Data shown
--- Start ---

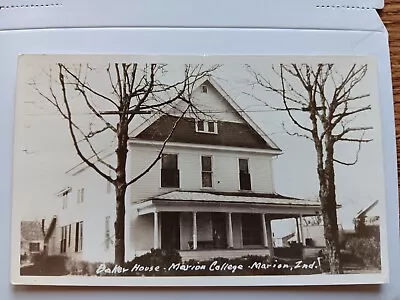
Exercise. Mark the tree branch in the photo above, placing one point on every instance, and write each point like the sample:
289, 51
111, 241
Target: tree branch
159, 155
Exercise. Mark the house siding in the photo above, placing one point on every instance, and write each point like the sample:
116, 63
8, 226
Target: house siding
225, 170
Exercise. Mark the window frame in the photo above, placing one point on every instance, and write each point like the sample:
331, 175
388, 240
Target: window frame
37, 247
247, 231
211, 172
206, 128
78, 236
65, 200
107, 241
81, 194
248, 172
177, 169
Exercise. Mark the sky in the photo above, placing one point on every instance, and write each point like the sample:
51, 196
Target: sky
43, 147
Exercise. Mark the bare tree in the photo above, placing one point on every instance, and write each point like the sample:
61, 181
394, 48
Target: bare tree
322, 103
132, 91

--- End ---
--- Start ---

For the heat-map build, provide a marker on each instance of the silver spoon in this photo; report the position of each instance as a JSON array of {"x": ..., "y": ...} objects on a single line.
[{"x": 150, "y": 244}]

--- End ---

Exercise details
Locate every line in the items above that contains the word "branch" with the same capitalization, and copy each of those lines.

Complete answer
Exercise. Mark the tree branch in the photo above, placing one point on every instance, and write each point like the sample:
Target: tree branch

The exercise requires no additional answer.